◆ 本文部分:

────────

礼拝メッセージ
(インマヌエル中目黒キリスト教会)

 
聖書の言葉は旧新約聖書・新改訳聖書(著作権・日本聖書刊行会)によります。
 
2009年8月30日
 
「キリストのために命を賭ける」
ピリピ書連講(13)
 
竿代 照夫 牧師
 
ピリピへの手紙2章25-30節
 
 
[中心聖句]
 
  30   彼は、キリストの仕事のために、いのちの危険を冒して死ぬばかりになったからです。
(ピリピ2章30節)

 
聖書テキスト
 
 
25 私の兄弟、同労者、戦友、またあなたがたの使者として私の窮乏のときに仕えてくれた人エパフロデトは、あなたがたのところに送らねばならないと思っています。26 彼は、あなたがたすべてを慕い求めており、また、自分の病気のことがあなたがたに伝わったことを気にしているからです。27 ほんとうに、彼は死ぬほどの病気にかかりましたが、神は彼をあわれんでくださいました。彼ばかりでなく私をもあわれんで、私にとって悲しみに悲しみが重なることのないようにしてくださいました。28 そこで、私は大急ぎで彼を送ります。あなたがたが彼に再び会って喜び、私も心配が少なくなるためです。
「29 ですから、喜びにあふれて、主にあって、彼を迎えてください。また、彼のような人々には尊敬を払いなさい。30 なぜなら、彼は、キリストの仕事のために、いのちの危険を冒して死ぬばかりになったからです。彼は私に対して、あなたがたが私に仕えることのできなかった分を果たそうとしたのです。」
 
はじめに
 
 
先週は、この手紙の運び人であり、パウロの右腕であるテモテについて、その献身ぶりを学びました。利己的な動機で主に仕える人は多い中で、純粋な献身の心をもって主に仕え、指導者に従い、教会を愛したのがテモテです。

今日は、その手紙の共同運び人であるエパフロデトという人物を学びます。
 
1.エパフロデトの名前とタイトル (25節)

────────

◆ 所与の項目:

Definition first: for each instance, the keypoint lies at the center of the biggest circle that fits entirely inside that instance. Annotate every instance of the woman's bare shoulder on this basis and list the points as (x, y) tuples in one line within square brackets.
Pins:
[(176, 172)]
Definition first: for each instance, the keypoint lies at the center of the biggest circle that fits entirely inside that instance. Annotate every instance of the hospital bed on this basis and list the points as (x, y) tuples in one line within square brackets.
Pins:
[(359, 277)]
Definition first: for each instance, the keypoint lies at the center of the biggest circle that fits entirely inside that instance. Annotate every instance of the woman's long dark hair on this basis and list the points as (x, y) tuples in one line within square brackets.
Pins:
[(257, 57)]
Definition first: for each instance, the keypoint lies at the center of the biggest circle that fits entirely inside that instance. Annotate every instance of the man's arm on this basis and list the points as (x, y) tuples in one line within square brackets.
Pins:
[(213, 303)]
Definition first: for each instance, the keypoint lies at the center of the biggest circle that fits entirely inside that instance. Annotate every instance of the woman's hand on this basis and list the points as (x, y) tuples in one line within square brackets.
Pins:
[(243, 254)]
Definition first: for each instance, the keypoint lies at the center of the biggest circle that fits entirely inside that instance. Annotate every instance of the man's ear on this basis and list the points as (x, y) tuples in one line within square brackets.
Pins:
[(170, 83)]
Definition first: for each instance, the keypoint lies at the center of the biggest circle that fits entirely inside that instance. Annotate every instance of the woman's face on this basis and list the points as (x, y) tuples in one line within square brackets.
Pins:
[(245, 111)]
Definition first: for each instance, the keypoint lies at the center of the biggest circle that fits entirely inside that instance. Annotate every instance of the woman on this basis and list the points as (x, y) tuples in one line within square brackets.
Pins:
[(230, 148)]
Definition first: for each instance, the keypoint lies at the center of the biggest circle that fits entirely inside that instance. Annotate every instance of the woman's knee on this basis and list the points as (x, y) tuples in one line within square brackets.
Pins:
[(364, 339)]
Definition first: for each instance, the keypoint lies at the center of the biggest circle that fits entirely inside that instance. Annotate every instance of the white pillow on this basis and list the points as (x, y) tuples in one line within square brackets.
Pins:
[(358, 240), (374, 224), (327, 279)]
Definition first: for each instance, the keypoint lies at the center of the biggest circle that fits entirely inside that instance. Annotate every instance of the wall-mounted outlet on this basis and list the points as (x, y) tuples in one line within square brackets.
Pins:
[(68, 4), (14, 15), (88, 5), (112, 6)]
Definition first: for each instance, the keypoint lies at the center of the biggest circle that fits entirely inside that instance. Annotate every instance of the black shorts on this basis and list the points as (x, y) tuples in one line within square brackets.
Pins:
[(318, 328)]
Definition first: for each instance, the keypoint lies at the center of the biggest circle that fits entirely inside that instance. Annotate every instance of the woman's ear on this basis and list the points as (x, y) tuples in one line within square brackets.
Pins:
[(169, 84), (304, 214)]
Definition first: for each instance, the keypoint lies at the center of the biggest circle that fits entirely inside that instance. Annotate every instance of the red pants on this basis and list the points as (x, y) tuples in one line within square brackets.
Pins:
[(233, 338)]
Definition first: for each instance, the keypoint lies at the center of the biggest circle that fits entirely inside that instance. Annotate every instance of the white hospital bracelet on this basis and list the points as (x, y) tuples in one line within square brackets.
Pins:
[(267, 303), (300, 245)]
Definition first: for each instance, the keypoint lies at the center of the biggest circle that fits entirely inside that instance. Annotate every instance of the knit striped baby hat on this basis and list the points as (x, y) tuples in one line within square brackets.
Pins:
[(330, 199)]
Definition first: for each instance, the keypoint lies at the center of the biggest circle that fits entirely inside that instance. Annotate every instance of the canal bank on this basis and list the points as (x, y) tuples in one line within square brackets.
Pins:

────────

◆ 課題 1:
礼拝メッセージについて、次の問いに答えてください。
(a) メッセージの日付はいつですか。
(b) 中心聖句は聖書のどの章と節ですか。
(c) 先週学んだのはどの人物ですか。
◆ 課題 2: 礼拝メッセージのうち、「先週は、この手紙の運び人であ」から始まり「1.エパフロデトの名前とタイトル (25節)」で終わる部分を一字も変えずに書き写してください。

◆ 出力 1:
(a) 2009年8月30日
(b) ピリピ2章30節
(c) テモテ

◆ 出力 2:
先週は、この手紙の運び人であり、パウロの右腕であるテモテについて、その献身ぶりを学びました。利己的な動機で主に仕える人は多い中で、純粋な献身の心をもって主に仕え、指導者に従い、教会を愛したのがテモテです。

今日は、その手紙の共同運び人であるエパフロデトという人物を学びます。
 
1.エパフロデトの名前とタイトル (25節)